▸ Raw data:
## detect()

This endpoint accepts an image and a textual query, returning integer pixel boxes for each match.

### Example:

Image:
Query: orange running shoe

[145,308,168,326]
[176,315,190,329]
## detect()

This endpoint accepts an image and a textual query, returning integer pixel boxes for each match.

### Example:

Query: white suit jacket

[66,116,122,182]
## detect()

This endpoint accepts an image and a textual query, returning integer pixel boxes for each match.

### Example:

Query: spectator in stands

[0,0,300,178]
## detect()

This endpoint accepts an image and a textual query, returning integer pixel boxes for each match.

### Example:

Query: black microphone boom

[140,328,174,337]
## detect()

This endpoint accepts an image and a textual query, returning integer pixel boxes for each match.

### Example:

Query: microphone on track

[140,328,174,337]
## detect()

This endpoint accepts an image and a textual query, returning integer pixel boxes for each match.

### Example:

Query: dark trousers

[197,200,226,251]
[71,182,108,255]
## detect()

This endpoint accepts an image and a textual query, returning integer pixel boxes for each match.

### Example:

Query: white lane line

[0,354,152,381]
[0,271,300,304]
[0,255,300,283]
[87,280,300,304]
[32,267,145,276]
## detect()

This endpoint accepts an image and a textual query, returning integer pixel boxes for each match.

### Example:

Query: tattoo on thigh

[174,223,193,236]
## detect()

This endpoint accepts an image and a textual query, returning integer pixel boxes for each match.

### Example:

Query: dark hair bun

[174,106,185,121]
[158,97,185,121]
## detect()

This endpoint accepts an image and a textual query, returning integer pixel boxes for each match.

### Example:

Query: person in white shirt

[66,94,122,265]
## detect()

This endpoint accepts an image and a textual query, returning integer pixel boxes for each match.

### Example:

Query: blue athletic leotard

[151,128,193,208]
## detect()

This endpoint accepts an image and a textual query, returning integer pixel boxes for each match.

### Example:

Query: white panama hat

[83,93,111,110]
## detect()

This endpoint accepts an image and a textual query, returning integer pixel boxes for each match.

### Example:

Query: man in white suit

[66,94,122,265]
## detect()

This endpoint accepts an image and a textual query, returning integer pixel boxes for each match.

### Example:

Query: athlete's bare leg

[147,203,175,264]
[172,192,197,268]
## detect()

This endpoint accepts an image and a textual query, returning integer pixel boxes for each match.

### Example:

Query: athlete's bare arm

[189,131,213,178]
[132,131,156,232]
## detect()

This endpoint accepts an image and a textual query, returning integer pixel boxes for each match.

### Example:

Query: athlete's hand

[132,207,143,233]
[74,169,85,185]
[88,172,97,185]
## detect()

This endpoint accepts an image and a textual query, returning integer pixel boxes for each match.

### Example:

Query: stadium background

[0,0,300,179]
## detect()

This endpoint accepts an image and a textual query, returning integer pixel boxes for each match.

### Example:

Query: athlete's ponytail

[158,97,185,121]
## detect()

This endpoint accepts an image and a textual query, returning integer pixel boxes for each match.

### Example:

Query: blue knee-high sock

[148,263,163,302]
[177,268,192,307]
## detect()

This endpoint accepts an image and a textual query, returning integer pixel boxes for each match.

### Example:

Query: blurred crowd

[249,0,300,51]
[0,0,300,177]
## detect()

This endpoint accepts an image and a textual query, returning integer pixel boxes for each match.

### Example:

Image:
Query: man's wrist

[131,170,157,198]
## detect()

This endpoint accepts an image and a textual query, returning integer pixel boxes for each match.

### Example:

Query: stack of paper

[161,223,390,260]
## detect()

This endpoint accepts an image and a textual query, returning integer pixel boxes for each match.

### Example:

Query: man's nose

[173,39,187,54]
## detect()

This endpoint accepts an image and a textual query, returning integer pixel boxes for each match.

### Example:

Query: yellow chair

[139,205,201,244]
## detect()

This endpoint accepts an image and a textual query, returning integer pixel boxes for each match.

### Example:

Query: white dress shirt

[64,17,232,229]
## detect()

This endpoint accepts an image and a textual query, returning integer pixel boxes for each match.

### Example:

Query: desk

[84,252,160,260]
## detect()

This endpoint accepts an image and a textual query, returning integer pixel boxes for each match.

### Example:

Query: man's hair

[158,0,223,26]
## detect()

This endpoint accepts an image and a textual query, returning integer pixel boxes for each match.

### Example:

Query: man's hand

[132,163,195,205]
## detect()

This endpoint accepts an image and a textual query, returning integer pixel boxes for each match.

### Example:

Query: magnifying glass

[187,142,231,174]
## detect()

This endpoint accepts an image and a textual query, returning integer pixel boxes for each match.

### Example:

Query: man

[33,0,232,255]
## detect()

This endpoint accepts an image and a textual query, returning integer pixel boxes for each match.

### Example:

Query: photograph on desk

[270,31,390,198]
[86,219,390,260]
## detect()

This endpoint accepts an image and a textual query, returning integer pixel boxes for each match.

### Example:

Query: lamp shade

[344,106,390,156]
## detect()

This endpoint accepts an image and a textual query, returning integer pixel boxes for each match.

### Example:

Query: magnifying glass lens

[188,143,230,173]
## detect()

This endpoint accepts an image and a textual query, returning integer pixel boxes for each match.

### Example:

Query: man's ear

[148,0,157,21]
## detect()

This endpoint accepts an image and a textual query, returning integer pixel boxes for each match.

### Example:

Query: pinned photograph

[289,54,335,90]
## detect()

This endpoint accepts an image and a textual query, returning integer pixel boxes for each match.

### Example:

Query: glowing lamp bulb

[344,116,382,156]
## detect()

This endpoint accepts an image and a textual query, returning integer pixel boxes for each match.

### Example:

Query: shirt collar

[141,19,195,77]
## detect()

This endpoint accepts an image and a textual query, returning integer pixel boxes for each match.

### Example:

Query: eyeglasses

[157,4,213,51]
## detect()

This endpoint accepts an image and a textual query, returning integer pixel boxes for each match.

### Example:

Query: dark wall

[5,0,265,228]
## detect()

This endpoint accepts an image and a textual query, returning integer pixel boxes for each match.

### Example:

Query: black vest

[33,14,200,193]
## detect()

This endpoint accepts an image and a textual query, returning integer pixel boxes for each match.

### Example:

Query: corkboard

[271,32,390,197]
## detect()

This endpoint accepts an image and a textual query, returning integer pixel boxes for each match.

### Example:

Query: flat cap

▸ Objective:
Rewrite the stretch from the start of the records through the line containing "[66,116,122,182]", reproducing every line, requests included. Multiply each box coordinate in the answers by 1.15 and round to whole numbers, with halves going up; give only those lines.

▸ Result of this task:
## detect()

This endpoint accepts an image and a textual query, returning integer pixel boxes for each match.

### Example:

Image:
Query: orange running shoe

[167,354,193,375]
[202,362,219,378]
## detect()

This endpoint accepts an image and a textual query, returning integer pixel boxes for each match.

### Example:

Query: white suit jacket

[76,133,140,209]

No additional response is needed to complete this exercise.